- TO BE DONE: Reproduce the items verbatim, from the line containing "Phrase: black keyboard" through the end of the items, inclusive. Omit the pictures from your reply.
===== EXERCISE MATERIAL
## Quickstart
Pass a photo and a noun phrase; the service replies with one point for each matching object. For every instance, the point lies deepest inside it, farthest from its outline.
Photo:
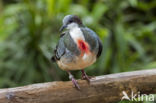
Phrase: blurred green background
(29, 32)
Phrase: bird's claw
(75, 83)
(85, 77)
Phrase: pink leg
(73, 80)
(84, 76)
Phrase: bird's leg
(85, 76)
(71, 77)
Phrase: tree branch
(102, 89)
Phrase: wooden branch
(102, 89)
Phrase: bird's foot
(85, 76)
(75, 83)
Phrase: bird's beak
(63, 27)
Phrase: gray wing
(66, 43)
(93, 40)
(60, 49)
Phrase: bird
(77, 48)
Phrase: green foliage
(29, 33)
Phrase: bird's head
(70, 21)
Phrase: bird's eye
(70, 21)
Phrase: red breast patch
(83, 46)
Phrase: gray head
(70, 21)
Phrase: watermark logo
(137, 96)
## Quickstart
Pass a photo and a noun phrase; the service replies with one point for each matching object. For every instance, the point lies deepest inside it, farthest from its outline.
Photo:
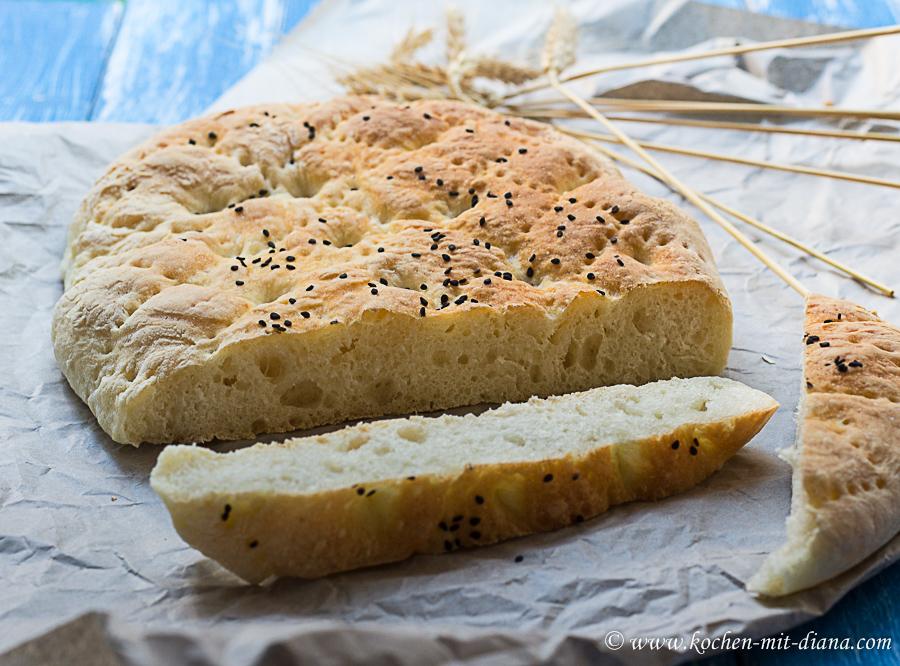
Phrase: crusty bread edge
(265, 534)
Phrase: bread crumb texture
(382, 491)
(281, 267)
(846, 464)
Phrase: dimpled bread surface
(282, 267)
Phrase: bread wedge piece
(846, 462)
(380, 492)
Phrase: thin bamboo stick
(753, 222)
(679, 106)
(768, 129)
(832, 38)
(765, 164)
(687, 192)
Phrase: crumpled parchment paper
(82, 532)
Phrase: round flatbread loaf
(281, 267)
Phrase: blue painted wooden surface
(163, 61)
(52, 56)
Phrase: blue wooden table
(163, 61)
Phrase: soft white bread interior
(382, 491)
(846, 462)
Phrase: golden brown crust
(286, 534)
(195, 237)
(846, 483)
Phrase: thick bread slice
(282, 267)
(846, 479)
(382, 491)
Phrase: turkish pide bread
(379, 492)
(281, 267)
(846, 463)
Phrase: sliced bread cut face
(380, 492)
(846, 462)
(286, 266)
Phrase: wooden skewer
(687, 192)
(752, 222)
(678, 106)
(765, 164)
(769, 129)
(847, 36)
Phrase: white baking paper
(83, 536)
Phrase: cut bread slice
(846, 462)
(380, 492)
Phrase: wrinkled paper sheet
(82, 532)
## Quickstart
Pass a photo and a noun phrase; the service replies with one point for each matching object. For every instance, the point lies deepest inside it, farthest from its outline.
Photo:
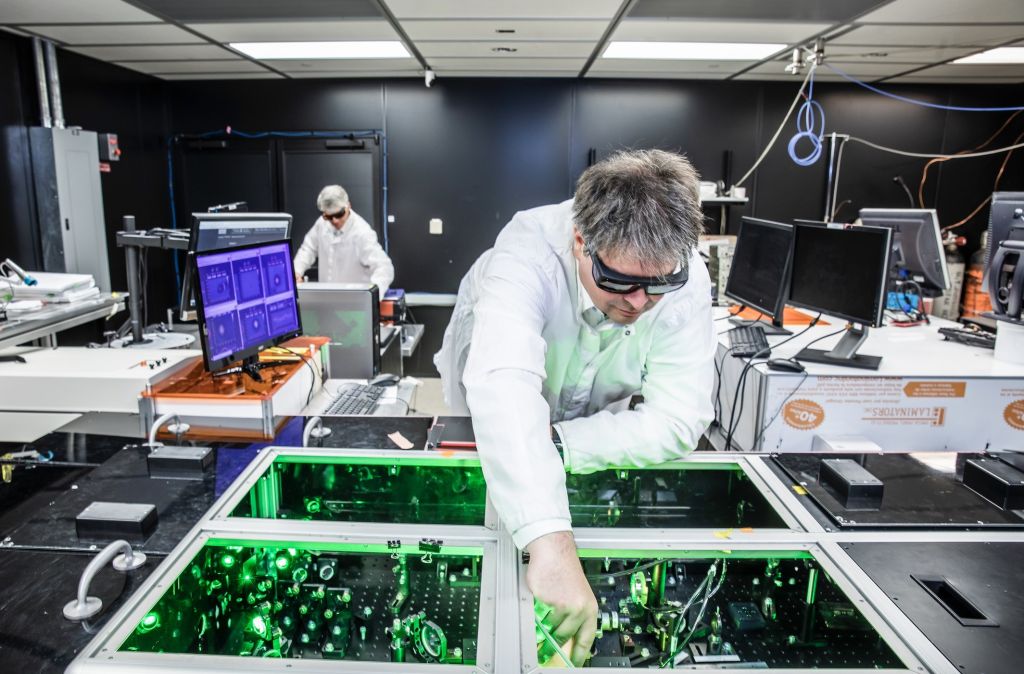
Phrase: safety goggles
(610, 281)
(336, 216)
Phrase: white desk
(928, 394)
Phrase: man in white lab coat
(578, 307)
(345, 245)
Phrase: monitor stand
(770, 329)
(845, 352)
(250, 368)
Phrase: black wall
(473, 152)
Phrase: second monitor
(247, 302)
(760, 271)
(843, 272)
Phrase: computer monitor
(247, 302)
(348, 314)
(1005, 254)
(760, 271)
(842, 271)
(219, 229)
(916, 245)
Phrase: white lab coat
(349, 255)
(526, 347)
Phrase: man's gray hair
(643, 205)
(332, 199)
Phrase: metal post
(54, 81)
(134, 288)
(44, 98)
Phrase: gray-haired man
(345, 245)
(578, 307)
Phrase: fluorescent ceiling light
(999, 55)
(370, 49)
(692, 50)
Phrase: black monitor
(842, 271)
(916, 253)
(247, 302)
(215, 229)
(1005, 255)
(760, 271)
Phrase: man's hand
(555, 577)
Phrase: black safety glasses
(610, 281)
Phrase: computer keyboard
(745, 341)
(354, 398)
(971, 337)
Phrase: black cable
(921, 301)
(718, 389)
(312, 382)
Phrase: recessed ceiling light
(692, 50)
(998, 55)
(369, 49)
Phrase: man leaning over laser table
(579, 306)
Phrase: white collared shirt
(526, 347)
(351, 254)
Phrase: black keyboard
(969, 337)
(745, 341)
(354, 398)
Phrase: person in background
(578, 307)
(345, 245)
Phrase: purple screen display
(248, 297)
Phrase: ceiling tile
(158, 67)
(339, 65)
(156, 52)
(947, 11)
(239, 10)
(989, 70)
(655, 76)
(115, 34)
(516, 74)
(487, 30)
(222, 76)
(486, 49)
(504, 8)
(895, 54)
(724, 69)
(931, 36)
(496, 65)
(354, 74)
(918, 79)
(297, 31)
(805, 10)
(858, 70)
(71, 11)
(708, 31)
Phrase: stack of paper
(57, 287)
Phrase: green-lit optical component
(150, 622)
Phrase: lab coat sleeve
(374, 258)
(503, 379)
(677, 409)
(306, 254)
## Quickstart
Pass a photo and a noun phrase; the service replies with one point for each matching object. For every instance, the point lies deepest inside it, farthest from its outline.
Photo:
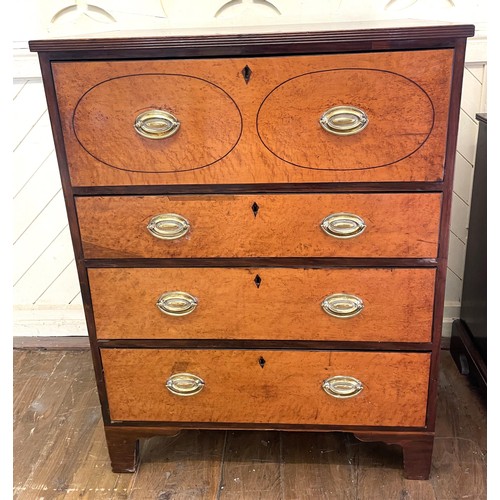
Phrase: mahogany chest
(260, 224)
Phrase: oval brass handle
(168, 226)
(342, 305)
(342, 386)
(156, 124)
(343, 225)
(176, 303)
(184, 384)
(344, 120)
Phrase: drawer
(267, 387)
(378, 305)
(395, 225)
(202, 122)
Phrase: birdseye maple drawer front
(332, 118)
(322, 225)
(385, 305)
(278, 387)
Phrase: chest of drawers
(260, 225)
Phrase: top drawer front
(221, 128)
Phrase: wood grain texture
(397, 304)
(251, 162)
(286, 390)
(196, 464)
(417, 450)
(398, 225)
(341, 36)
(210, 122)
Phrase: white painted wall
(46, 293)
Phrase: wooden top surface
(250, 36)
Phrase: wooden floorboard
(60, 449)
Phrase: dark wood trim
(417, 450)
(256, 262)
(278, 188)
(466, 356)
(66, 343)
(122, 438)
(258, 43)
(151, 428)
(53, 110)
(262, 344)
(445, 343)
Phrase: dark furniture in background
(468, 340)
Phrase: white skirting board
(69, 320)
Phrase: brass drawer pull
==========
- COMPLETED EXERCISE:
Phrase: black keyboard
(969, 337)
(745, 341)
(354, 398)
Phrase: person in background
(578, 307)
(345, 245)
Phrase: purple screen display
(248, 297)
Phrase: ceiling tile
(158, 67)
(339, 65)
(156, 52)
(947, 11)
(239, 10)
(989, 70)
(655, 76)
(115, 34)
(516, 74)
(487, 30)
(222, 76)
(486, 49)
(504, 8)
(895, 54)
(724, 69)
(931, 36)
(496, 65)
(354, 74)
(918, 79)
(297, 31)
(805, 10)
(858, 70)
(71, 11)
(708, 31)
Phrase: stack of paper
(57, 287)
Phrase: green-lit optical component
(150, 622)
Phrase: lab coat sleeve
(374, 258)
(503, 379)
(677, 409)
(306, 254)
## Quickstart
Pass a photo and a noun phrase; the service replies with one point for each matching object. For every instance, the point lies deepest inside it, farthest from its outline.
Photo:
Phrase: mahogany chest
(260, 224)
Phrase: oval brass handle
(168, 226)
(342, 305)
(342, 386)
(156, 124)
(343, 225)
(176, 303)
(184, 384)
(344, 120)
Phrase: drawer
(267, 387)
(378, 305)
(395, 225)
(202, 122)
Phrase: birdseye maple drawer front
(332, 118)
(322, 225)
(385, 305)
(278, 387)
Phrase: chest of drawers
(260, 225)
Phrase: top drawer front
(221, 128)
Phrase: wood grain texture
(397, 304)
(251, 162)
(286, 390)
(196, 464)
(417, 450)
(398, 225)
(341, 36)
(210, 122)
Phrase: white painted wall
(46, 293)
Phrase: wooden top surface
(250, 36)
Phrase: wooden floorboard
(60, 449)
Phrase: dark wood trim
(417, 450)
(256, 262)
(278, 188)
(466, 356)
(66, 343)
(122, 438)
(258, 43)
(151, 428)
(53, 110)
(262, 344)
(445, 343)
Phrase: dark furniture in background
(468, 340)
Phrase: white skirting board
(69, 320)
Phrase: brass drawer pull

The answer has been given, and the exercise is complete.